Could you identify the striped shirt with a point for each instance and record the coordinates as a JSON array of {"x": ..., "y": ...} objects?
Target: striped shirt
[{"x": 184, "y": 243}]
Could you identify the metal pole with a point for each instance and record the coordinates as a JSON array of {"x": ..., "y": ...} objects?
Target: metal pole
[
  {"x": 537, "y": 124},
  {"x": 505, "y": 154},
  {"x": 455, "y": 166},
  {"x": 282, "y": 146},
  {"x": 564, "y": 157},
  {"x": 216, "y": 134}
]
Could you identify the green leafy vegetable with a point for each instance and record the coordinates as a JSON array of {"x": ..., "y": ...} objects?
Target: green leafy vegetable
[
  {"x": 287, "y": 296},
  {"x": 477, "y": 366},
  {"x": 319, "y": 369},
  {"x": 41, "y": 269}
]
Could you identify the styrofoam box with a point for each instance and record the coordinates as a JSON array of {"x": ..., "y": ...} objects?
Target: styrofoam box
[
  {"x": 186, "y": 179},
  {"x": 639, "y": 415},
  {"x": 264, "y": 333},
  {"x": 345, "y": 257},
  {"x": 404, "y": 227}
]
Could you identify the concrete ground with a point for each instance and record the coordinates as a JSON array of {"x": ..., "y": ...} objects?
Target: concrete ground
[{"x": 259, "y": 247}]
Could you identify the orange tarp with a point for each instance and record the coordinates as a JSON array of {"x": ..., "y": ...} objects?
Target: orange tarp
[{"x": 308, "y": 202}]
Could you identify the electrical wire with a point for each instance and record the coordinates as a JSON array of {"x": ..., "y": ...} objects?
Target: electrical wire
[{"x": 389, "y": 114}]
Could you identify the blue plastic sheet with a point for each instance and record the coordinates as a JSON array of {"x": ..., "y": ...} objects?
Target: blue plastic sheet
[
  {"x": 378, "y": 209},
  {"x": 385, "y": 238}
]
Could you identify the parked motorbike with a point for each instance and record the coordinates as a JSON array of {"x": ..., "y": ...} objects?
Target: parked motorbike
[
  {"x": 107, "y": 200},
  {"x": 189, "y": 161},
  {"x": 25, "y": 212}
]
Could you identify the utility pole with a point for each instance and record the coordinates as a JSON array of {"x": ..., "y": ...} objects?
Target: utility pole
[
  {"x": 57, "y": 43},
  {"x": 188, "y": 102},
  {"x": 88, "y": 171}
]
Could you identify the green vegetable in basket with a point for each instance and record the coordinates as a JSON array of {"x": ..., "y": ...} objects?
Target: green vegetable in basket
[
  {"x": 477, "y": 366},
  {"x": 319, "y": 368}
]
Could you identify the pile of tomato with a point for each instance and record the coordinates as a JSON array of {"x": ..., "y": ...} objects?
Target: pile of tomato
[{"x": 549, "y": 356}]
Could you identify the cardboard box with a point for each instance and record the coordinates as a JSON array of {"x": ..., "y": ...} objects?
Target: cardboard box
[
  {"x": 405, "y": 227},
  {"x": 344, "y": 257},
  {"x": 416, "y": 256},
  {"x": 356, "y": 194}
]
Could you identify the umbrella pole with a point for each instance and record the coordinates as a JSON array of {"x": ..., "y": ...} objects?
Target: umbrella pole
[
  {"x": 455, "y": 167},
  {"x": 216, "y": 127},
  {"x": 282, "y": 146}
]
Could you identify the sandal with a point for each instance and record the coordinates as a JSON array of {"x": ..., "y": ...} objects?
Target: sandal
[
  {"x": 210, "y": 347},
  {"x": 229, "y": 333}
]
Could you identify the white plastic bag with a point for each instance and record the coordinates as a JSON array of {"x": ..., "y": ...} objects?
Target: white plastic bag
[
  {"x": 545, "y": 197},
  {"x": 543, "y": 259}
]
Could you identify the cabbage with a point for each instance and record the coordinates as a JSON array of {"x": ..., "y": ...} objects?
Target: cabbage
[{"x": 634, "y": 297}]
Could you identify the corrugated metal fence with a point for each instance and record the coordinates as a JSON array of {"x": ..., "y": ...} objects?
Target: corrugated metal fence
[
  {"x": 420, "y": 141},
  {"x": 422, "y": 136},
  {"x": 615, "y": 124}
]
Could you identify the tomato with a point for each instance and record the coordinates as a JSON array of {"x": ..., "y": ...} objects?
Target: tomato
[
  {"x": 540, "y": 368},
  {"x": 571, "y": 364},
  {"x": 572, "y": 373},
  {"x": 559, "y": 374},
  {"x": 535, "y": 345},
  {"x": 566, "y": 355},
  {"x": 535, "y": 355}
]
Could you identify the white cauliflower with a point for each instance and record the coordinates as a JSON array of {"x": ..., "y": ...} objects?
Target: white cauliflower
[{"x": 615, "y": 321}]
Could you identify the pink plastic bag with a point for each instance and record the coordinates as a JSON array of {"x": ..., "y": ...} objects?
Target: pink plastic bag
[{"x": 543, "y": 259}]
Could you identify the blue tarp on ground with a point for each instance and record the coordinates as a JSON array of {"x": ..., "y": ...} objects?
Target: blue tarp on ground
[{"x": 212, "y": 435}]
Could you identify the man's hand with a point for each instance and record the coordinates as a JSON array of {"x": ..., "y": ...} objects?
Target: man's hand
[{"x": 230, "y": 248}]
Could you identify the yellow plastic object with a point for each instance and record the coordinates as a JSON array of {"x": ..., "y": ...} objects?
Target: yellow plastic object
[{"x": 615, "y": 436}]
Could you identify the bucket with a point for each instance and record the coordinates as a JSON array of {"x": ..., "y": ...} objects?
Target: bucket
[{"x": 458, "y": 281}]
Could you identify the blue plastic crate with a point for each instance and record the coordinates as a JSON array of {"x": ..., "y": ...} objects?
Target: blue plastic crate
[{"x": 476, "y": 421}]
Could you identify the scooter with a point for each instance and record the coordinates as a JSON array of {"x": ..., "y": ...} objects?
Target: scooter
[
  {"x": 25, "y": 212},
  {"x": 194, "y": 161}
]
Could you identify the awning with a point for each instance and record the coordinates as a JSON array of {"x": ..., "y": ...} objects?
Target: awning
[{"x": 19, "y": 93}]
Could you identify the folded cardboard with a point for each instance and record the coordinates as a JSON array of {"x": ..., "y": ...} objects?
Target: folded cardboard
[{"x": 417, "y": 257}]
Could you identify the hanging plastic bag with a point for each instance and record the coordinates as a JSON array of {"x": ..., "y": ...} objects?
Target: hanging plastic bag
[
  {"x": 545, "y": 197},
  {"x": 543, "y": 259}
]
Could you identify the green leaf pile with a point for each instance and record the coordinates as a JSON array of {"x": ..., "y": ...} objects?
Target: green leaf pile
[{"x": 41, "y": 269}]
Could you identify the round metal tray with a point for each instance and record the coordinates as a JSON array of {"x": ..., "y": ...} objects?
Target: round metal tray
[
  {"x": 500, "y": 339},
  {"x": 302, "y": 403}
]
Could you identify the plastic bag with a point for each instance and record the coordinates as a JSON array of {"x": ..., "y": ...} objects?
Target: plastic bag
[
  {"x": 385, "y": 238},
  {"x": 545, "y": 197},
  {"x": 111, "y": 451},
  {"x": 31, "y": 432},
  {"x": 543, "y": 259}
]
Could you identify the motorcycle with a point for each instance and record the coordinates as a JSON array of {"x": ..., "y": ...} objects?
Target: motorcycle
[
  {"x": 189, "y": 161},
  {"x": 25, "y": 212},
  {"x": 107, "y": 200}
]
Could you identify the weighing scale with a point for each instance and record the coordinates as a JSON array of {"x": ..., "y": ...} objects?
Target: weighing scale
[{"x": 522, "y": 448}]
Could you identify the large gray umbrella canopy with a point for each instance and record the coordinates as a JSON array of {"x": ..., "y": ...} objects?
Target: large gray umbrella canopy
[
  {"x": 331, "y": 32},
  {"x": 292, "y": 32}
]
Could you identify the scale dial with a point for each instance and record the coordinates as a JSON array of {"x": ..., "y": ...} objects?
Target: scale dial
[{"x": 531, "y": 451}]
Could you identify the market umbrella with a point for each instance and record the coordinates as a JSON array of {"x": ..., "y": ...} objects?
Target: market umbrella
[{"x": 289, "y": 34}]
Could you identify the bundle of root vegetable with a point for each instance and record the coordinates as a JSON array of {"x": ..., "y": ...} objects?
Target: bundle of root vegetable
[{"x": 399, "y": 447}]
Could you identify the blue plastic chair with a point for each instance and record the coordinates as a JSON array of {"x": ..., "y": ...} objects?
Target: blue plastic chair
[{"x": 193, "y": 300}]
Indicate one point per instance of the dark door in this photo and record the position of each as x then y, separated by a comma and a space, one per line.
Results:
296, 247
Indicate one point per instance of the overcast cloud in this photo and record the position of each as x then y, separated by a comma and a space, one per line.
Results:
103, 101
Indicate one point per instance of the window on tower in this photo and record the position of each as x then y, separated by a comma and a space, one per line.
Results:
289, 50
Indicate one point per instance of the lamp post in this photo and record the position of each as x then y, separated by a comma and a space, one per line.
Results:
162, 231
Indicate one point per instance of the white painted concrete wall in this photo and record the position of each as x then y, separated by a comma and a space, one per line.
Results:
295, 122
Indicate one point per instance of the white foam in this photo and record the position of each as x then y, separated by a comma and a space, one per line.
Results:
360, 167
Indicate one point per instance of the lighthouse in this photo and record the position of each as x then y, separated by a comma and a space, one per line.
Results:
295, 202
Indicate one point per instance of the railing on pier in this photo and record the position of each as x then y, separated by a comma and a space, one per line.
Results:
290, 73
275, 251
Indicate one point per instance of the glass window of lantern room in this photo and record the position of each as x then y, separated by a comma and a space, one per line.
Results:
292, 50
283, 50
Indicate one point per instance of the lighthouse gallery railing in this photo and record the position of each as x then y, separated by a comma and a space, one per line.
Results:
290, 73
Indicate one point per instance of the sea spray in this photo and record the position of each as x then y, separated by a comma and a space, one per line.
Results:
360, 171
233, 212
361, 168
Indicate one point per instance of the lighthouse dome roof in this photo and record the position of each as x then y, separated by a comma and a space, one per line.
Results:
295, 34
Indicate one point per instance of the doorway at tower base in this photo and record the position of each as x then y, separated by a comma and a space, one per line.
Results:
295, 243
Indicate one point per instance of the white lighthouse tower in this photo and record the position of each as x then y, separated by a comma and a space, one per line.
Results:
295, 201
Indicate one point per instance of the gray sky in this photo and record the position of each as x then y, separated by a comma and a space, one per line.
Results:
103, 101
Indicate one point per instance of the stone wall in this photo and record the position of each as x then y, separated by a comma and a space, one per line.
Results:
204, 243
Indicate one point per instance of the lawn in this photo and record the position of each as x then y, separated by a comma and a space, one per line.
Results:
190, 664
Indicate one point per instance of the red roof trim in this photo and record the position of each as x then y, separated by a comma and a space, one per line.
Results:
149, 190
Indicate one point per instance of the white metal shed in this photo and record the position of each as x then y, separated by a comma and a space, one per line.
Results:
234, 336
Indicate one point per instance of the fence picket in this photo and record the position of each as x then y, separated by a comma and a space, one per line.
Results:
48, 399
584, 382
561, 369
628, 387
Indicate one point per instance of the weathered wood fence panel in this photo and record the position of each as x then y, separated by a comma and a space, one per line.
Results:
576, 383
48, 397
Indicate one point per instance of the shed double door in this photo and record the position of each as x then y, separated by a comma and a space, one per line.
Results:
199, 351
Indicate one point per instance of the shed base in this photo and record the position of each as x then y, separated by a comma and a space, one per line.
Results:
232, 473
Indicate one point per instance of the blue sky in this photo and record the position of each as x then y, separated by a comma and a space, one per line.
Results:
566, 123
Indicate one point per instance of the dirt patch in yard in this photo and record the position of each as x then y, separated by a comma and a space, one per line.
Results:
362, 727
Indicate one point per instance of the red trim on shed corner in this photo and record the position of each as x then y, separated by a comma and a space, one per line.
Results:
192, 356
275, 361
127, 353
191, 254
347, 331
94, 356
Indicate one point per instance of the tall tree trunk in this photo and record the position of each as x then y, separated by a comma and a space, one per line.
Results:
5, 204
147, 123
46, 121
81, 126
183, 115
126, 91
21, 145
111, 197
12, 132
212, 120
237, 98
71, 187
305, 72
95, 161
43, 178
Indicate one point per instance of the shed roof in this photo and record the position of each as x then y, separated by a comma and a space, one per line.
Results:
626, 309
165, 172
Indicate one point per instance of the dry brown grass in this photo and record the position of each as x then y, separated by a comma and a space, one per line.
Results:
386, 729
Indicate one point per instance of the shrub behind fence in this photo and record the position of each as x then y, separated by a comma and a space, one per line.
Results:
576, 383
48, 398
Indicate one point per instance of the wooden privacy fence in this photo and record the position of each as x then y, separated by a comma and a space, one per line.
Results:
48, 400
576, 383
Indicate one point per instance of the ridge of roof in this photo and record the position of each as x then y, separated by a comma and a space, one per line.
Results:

· · · · ·

▸ **AIM OF THE EXERCISE**: Throughout the records above, find the lines in which the word "roof" appears and return them.

▸ **RESPONSE TO THE TASK**:
Indicate one point per instance of the lighthouse dome roof in this photo and record the position of each as x then y, separated by a comma and a space, one per line.
Indicate one point per instance of the red roof trim in this photo and record the position of each as x then y, separated by a comma and a space, one per line.
Indicate one point per instance of the shed roof in this photo and record the position of each as x then y, separated by a comma and a space, one per line.
Indicate one point per instance of the ridge of roof in this photo and record the position of each as x then y, separated by a comma and a space, one per line.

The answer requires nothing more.